===== Records shown =====

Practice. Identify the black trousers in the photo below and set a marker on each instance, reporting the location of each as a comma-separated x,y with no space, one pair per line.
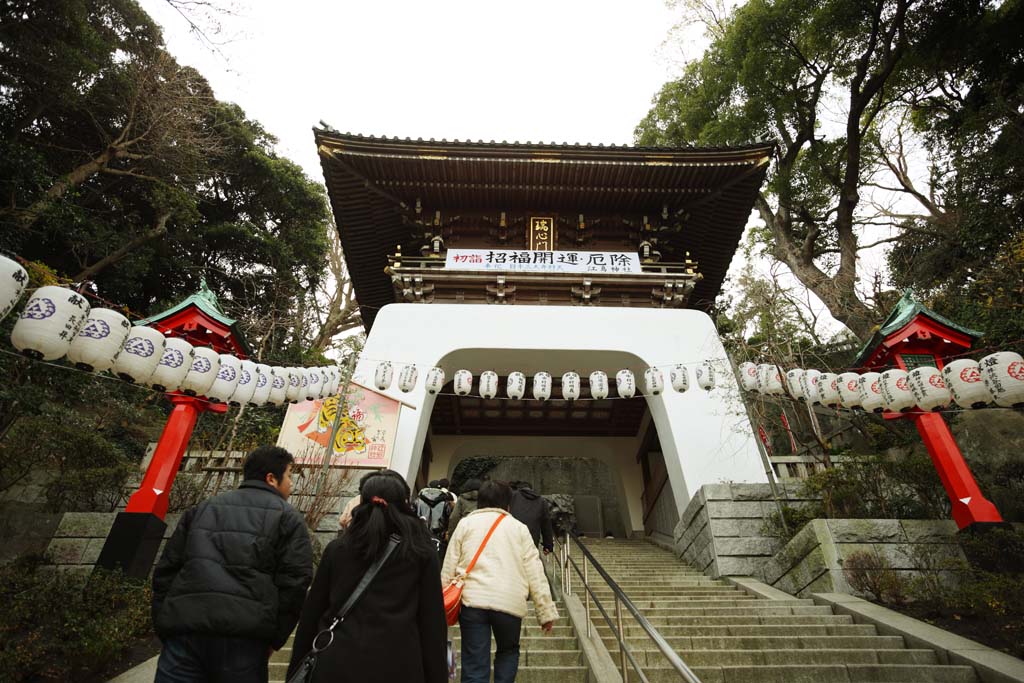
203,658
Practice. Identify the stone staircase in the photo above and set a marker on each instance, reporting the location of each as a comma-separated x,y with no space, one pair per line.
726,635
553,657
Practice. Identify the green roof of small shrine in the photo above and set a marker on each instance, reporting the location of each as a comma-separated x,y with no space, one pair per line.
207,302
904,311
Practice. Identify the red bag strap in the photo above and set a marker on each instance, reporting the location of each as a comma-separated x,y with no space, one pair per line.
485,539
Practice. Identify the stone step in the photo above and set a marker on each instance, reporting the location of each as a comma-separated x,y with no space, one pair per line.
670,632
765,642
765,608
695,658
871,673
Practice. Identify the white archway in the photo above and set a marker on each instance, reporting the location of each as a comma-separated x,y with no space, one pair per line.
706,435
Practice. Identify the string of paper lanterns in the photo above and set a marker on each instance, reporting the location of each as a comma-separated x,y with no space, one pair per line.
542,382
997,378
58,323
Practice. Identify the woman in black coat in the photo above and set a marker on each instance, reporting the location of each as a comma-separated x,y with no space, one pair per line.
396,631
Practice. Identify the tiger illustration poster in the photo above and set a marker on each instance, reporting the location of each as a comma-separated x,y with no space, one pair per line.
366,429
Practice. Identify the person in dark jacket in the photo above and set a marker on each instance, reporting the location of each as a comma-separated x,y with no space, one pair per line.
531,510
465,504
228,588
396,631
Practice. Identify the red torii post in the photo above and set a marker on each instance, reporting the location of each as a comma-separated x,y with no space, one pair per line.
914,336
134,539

=====

Without including any picture, repeat the data exactly.

- [Response for this exercise]:
Practice. Identify the black trousers in the photo below and set a marker on each instance, reporting the location of each as a comma-separated x,y with no space, one pair per line.
203,658
Practice. Identify the stone staircase in the photo above and set a marker on each instance, reporting the location of each as a comma-separated x,y with no space, one pair per line.
726,635
553,657
Practice. Identify the green roof of small shrine in the photo above and set a marker on each instance, reporting the location of each as a comma-separated x,y with no space, one pair per line.
207,302
904,311
Practice. Identify the red bag strap in the photo above and set a marker on each instance, reporting the location of each as a comma-separated x,y with no space, one pair per line.
485,539
Practice. Identify the stone step in the photo above and set a marker on each instance, reporting the location of each as a comma-separated x,y with no space, one pair per line.
670,632
765,642
765,608
695,658
871,673
Practice. Identify the white archway in the photo above and set a marker on each instance, reporting the location of each as a comma-separated x,y with no space, one pair per line.
706,435
Practice. Identify the string of paper lanterns in the photo above and set a marker on each instance, reporting the location of each as a comma-separated x,y with no space, one pair per line.
542,382
997,378
58,323
Practice. Identify the woman in black coat in the photo above and set a marker on each instance, reporting the location of each as a comma-separated x,y with no space, one pair per line.
396,631
Practice. Identify the tiger illustration poster in the photo above and set a marker on each instance, reporting the location of each as a comma-separated x,y with no space, one pair per line.
366,429
Practice. Identify the person in dark jacket in the photo above and set a marker on each instance, reporting the location of each as a comma-separated x,y with no space, one pair per line.
531,510
465,504
228,588
396,631
Practice. Identify the red torii post in the photo above and set a marker on each instance, reporting the location of each as a comma-separated x,y with no space, one pair per line.
914,336
134,539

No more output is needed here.